Extracted records:
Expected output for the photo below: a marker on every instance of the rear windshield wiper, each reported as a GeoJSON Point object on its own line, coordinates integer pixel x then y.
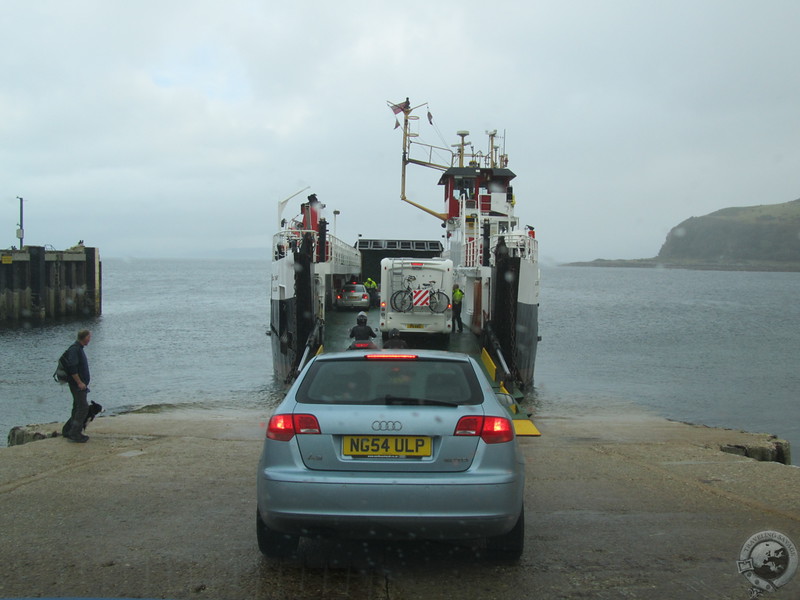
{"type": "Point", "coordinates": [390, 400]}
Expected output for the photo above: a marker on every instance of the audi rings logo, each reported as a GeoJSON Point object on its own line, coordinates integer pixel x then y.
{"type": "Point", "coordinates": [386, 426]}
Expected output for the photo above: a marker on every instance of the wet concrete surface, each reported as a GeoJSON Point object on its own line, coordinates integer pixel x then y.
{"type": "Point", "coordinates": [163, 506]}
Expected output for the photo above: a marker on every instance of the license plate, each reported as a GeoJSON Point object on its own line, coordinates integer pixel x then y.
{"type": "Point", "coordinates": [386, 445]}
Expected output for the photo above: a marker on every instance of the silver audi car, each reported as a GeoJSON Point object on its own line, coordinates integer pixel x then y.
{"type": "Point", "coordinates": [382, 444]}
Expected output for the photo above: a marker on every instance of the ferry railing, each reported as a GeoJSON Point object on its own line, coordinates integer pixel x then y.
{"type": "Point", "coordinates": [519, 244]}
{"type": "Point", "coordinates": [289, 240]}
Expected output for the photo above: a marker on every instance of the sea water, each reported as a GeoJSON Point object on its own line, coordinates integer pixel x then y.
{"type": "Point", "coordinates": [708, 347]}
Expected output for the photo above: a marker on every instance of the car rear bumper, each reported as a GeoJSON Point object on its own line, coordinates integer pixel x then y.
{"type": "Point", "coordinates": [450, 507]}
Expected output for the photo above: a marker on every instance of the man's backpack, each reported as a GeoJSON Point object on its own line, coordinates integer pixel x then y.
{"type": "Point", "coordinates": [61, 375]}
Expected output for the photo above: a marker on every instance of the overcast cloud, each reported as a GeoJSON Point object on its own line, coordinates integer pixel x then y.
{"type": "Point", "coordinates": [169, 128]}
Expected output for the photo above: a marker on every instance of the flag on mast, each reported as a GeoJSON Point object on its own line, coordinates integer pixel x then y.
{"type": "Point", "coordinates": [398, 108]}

Goal:
Set down, without any change, the lines running from the one containing "of the flag" through the final line above.

The reply:
Expected output for the photo above: a marker on every instance of the flag on mast, each reported as a GeoJSON Point object on its own line, coordinates integer pixel x then y.
{"type": "Point", "coordinates": [398, 108]}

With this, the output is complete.